» **Instructions to follow**:
Some lines in the entries contain the word "football". Copy all of them.

>>>>>

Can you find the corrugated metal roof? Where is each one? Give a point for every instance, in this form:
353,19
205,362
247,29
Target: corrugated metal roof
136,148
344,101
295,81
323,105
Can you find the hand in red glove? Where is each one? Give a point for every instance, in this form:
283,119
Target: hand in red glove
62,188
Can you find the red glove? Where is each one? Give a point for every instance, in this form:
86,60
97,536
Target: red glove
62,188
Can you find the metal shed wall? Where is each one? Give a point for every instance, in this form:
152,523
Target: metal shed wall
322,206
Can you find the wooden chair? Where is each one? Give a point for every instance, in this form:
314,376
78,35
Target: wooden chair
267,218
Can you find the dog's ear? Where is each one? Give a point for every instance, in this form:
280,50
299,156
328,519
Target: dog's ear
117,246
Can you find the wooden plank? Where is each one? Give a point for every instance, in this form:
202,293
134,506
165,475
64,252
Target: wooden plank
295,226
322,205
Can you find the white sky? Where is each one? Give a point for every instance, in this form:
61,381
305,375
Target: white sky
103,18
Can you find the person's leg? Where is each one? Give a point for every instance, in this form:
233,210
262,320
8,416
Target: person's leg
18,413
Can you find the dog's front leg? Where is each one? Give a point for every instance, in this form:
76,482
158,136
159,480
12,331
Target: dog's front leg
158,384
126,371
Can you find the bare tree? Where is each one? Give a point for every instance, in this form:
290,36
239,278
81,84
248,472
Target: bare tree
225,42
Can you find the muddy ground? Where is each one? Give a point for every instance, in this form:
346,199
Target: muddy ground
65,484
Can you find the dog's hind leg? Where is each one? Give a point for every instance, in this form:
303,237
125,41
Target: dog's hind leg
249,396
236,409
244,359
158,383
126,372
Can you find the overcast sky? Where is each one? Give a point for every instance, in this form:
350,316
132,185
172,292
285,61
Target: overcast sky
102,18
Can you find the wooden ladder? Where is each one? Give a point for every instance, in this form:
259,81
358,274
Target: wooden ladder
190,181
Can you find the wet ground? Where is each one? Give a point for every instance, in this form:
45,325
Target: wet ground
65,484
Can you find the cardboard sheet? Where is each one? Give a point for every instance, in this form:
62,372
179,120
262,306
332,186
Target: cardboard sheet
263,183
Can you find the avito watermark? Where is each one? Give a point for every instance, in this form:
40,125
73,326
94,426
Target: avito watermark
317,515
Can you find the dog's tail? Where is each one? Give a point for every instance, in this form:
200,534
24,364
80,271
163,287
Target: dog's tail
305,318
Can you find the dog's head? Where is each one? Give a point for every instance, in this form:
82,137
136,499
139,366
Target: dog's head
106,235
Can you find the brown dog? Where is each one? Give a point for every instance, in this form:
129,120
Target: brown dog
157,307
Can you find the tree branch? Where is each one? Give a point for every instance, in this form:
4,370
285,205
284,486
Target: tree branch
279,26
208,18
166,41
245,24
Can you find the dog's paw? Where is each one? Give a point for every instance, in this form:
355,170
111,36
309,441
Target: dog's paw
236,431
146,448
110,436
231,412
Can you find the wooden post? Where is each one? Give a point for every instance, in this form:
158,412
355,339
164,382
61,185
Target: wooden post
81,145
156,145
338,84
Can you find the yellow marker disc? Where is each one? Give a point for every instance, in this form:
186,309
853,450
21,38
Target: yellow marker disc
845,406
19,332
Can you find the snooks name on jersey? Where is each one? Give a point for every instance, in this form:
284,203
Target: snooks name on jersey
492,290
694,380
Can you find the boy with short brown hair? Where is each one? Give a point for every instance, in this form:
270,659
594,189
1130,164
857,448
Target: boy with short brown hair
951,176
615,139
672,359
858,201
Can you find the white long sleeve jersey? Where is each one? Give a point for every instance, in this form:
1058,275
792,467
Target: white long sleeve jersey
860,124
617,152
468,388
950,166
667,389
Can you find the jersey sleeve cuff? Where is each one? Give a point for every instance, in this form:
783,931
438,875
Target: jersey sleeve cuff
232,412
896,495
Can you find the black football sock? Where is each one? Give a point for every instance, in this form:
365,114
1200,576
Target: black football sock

<<<<<

» **Finished task**:
Can you find the black football sock? Where is each one? Give a point for every instance, in this form:
Target: black football sock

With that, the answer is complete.